# [ACTIONS TO TAKE]
1) In the piece about the George Fox parody video, why did the writer look up the quotes on Google? Answer in one to three sentences.
2) Continue the piece about the George Fox parody video from its last sentence.

# [TEXT BLOCK]

What Does George Fox Say?

In
3 minute read
Portrait, perhaps of George Fox, by Sir Peter Lely: note the penetrating gaze.
Portrait, perhaps of George Fox, by Sir Peter Lely: note the penetrating gaze.

During my four years at Swarthmore, it never occurred to me that Quakers might have a sense of humor. However, judging from the recently posted YouTube video “What Does George Fox Say?” (a parody of the viral Ylvis production “The Fox (What Does the Fox Say?)”), a younger generation of Friends has a penchant for comedy.

The parody, in which a silent Quaker meeting morphs into a costumed song and dance history of the origins of the Society of Friends, is exceptionally clever — but it was the content that, to use a Quaker phrase, “spoke to my condition.”

What George Fox, the founder of the Society, said was “I saw that there was an ocean of death and darkness but flowing over it was an infinite ocean of light and love.” And “The Lord does not dwell in these temples but in people’s hearts.” And “Be still and cool in your own mind and spirit and you will feel the principle of God.”

The message was so New Age, and the medium so MTV, that I questioned the accuracy of the quotes. So I consulted the Source of All Extant Knowledge, Google, to make sure this rendition of Friendly principles wasn’t Quaker Lite for GenX.

# [DATASET EXTRACT]
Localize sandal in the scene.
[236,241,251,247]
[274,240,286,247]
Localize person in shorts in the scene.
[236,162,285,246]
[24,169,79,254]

# [RESULTS IN ORDER]
1) The message seemed so New Age and the medium so MTV that the writer doubted the quotes were accurate. The search was meant to confirm that the video's version of Friendly principles wasn't "Quaker Lite for GenX."

2)
It wasn’t. The lightly edited quotes were spot on. George Fox, aside from a Puritanical distaste for art and worldly pleasures (he was, after all, a product of his time) sounded remarkably like the contemporary gurus who speak of Oneness, Transcendence, and Enlightenment. He even, according to one of his acquaintances, possessed a disconcertingly “penetrating gaze,” a popular accessory among modern day spiritual teachers.

I was shocked. Could it be that if I’d gone to Sunday meeting regularly as an undergraduate I would have been spared my subsequent years of spiritual seeking? Could I have skipped all that meditating, chanting, dervish-whirling, and studying Gurdjieff’s Beelzebub’s Tales to His Grandson, (surely the most deliberately obscure spiritual text ever written)? And all that listening to audiotapes designed to balance my cerebral hemispheres, plus risking permanent tinnitus by taking “gong baths” to raise my vibrations? Not to mention the sweat lodge and smudging ceremonies I’ve tried here in New Mexico. Verily, I have been quite thorough in my efforts to penetrate the veil of illusion and view the Face of God.

But while I tried everything, I never drank anyone’s Kool-Aid. Those four years at Swarthmore taught me the value of an inquiring, healthy skepticism and sound research.

Unfortunately, I honed those rational, analytic skills at the expense of my intuition and creativity. It wasn’t Swarthmore’s fault; the college’s emphasis on intellect and academic excellence was simply too much for this undereducated, undisciplined kid from Alabama.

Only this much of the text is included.